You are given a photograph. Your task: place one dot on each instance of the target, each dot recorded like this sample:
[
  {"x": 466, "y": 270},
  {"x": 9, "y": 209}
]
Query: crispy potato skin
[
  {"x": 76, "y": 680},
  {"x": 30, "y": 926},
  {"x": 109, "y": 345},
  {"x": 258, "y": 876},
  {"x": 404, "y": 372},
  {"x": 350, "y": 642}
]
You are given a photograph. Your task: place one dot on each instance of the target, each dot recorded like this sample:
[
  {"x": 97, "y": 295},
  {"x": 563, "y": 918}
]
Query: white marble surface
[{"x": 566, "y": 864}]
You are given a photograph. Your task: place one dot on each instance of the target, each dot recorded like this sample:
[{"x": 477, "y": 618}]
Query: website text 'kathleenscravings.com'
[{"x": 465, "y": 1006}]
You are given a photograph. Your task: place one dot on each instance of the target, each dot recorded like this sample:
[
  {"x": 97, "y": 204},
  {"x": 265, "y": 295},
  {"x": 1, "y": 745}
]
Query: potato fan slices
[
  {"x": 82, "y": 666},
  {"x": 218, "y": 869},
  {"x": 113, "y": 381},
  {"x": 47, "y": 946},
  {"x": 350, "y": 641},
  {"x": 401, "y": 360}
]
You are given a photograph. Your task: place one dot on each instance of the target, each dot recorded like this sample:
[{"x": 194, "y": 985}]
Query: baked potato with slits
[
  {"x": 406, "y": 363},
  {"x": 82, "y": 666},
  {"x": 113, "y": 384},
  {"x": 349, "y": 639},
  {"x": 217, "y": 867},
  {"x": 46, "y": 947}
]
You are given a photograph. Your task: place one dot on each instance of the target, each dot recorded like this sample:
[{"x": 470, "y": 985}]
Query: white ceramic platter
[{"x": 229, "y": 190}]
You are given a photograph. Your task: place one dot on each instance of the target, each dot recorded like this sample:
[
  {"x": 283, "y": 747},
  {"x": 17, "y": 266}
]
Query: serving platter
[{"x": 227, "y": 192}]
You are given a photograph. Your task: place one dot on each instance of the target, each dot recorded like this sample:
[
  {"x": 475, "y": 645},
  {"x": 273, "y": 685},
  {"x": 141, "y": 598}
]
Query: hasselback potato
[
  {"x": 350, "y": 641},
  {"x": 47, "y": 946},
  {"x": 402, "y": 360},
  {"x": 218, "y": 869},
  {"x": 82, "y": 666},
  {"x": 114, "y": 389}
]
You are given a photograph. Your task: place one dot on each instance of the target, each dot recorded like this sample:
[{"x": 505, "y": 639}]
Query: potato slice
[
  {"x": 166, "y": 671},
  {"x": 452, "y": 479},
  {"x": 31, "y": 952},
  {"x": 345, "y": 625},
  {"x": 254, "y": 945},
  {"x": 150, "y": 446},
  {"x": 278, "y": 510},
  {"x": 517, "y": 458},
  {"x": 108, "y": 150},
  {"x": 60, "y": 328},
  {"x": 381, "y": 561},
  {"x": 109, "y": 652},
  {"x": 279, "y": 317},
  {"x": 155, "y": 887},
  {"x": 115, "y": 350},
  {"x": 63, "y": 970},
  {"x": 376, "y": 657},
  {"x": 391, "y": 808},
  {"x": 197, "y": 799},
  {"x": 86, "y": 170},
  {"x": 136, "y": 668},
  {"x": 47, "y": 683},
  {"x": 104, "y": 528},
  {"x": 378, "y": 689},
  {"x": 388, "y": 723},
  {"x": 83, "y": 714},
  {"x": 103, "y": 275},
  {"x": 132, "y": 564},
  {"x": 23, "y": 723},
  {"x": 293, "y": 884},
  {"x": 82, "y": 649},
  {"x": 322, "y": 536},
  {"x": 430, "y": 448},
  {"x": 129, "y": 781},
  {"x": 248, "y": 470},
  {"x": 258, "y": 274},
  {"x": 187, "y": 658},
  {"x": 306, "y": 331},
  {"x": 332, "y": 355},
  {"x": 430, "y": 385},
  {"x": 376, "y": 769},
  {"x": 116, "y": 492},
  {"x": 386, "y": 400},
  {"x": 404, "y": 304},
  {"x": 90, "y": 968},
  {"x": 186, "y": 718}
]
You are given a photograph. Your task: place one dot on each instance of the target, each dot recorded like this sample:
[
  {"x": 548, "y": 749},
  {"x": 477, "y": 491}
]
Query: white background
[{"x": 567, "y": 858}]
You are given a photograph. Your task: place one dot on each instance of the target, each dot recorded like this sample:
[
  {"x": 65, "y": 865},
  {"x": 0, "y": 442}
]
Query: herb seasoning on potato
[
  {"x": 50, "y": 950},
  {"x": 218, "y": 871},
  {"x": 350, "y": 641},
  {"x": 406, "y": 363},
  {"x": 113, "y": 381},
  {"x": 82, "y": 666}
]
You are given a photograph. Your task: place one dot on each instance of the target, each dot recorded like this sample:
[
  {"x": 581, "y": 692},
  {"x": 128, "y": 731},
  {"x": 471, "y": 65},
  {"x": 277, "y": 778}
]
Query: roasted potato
_ _ _ _ _
Extract all of the data above without altering anything.

You are given a photograph. Your task: place one dot on each instance of the target, each dot recorded like this sample:
[
  {"x": 466, "y": 270},
  {"x": 9, "y": 209}
]
Query: crispy potato skin
[
  {"x": 76, "y": 680},
  {"x": 30, "y": 926},
  {"x": 109, "y": 345},
  {"x": 258, "y": 876},
  {"x": 404, "y": 372},
  {"x": 350, "y": 642}
]
You are given a photograph. Your task: place one dot on each instance of the target, each dot recorded like this sample:
[
  {"x": 97, "y": 295},
  {"x": 563, "y": 918}
]
Query: white marble surface
[{"x": 566, "y": 864}]
You are given a photograph. Your task: place one dot on each instance of the target, each dot recorded like this sample:
[{"x": 477, "y": 618}]
Query: website text 'kathleenscravings.com'
[{"x": 465, "y": 1006}]
You are given a photograph. Your task: place one dot on each instance of the target, each dot recorded like this sample:
[
  {"x": 97, "y": 204},
  {"x": 265, "y": 295},
  {"x": 1, "y": 745}
]
Query: potato fan slices
[
  {"x": 82, "y": 666},
  {"x": 218, "y": 869},
  {"x": 113, "y": 381},
  {"x": 47, "y": 946},
  {"x": 350, "y": 641},
  {"x": 401, "y": 360}
]
You are given a photograph. Your task: place one dot on each instance of the target, each dot recorded like this sample:
[{"x": 194, "y": 985}]
Query: baked potato with slits
[
  {"x": 406, "y": 363},
  {"x": 82, "y": 666},
  {"x": 113, "y": 384},
  {"x": 349, "y": 639},
  {"x": 217, "y": 867},
  {"x": 46, "y": 947}
]
You are given a photograph. Your task: place one dot on each instance of the target, each dot recorded like this sample:
[{"x": 470, "y": 985}]
Query: white ceramic platter
[{"x": 229, "y": 190}]
You are given a photograph. Your task: place one dot on each instance of the target, each dot recorded like this sample:
[
  {"x": 283, "y": 747},
  {"x": 17, "y": 266}
]
Query: serving platter
[{"x": 227, "y": 192}]
You are given a photograph. Your task: place one dot on each instance of the target, each dot recorded like this sample:
[
  {"x": 475, "y": 645},
  {"x": 273, "y": 685},
  {"x": 141, "y": 598}
]
Query: hasselback potato
[
  {"x": 350, "y": 641},
  {"x": 47, "y": 946},
  {"x": 402, "y": 360},
  {"x": 218, "y": 869},
  {"x": 82, "y": 666},
  {"x": 114, "y": 389}
]
You are given a photograph. Your task: place one dot on each instance of the target, each dot recorded like this sample:
[{"x": 505, "y": 639}]
Query: potato slice
[
  {"x": 166, "y": 671},
  {"x": 452, "y": 479},
  {"x": 31, "y": 952},
  {"x": 345, "y": 625},
  {"x": 254, "y": 945},
  {"x": 150, "y": 446},
  {"x": 278, "y": 510},
  {"x": 517, "y": 458},
  {"x": 108, "y": 150},
  {"x": 60, "y": 328},
  {"x": 381, "y": 561},
  {"x": 109, "y": 652},
  {"x": 279, "y": 317},
  {"x": 155, "y": 887},
  {"x": 115, "y": 350},
  {"x": 63, "y": 970},
  {"x": 376, "y": 657},
  {"x": 391, "y": 808},
  {"x": 197, "y": 799},
  {"x": 86, "y": 170},
  {"x": 136, "y": 668},
  {"x": 47, "y": 683},
  {"x": 104, "y": 528},
  {"x": 378, "y": 689},
  {"x": 388, "y": 723},
  {"x": 83, "y": 714},
  {"x": 103, "y": 275},
  {"x": 132, "y": 564},
  {"x": 23, "y": 723},
  {"x": 293, "y": 884},
  {"x": 82, "y": 649},
  {"x": 322, "y": 536},
  {"x": 430, "y": 448},
  {"x": 129, "y": 781},
  {"x": 248, "y": 470},
  {"x": 258, "y": 274},
  {"x": 187, "y": 658},
  {"x": 306, "y": 331},
  {"x": 332, "y": 355},
  {"x": 430, "y": 385},
  {"x": 376, "y": 769},
  {"x": 116, "y": 492},
  {"x": 386, "y": 400},
  {"x": 404, "y": 304},
  {"x": 90, "y": 968},
  {"x": 186, "y": 718}
]
You are given a photograph. Your task: place one dot on each instance of the target, each dot recorded like this sample:
[
  {"x": 548, "y": 749},
  {"x": 477, "y": 491}
]
Query: white background
[{"x": 567, "y": 858}]
You are given a photograph. Your task: place one dot on each instance of the target, each dot recorded like this sample:
[
  {"x": 65, "y": 865},
  {"x": 0, "y": 442}
]
Query: herb seasoning on potato
[
  {"x": 50, "y": 950},
  {"x": 218, "y": 871},
  {"x": 350, "y": 641},
  {"x": 406, "y": 363},
  {"x": 113, "y": 381},
  {"x": 82, "y": 666}
]
You are given a photograph. Your task: place one dot on each instance of the target, each dot recorded like this sample:
[
  {"x": 581, "y": 692},
  {"x": 128, "y": 731},
  {"x": 471, "y": 65},
  {"x": 277, "y": 778}
]
Query: roasted potato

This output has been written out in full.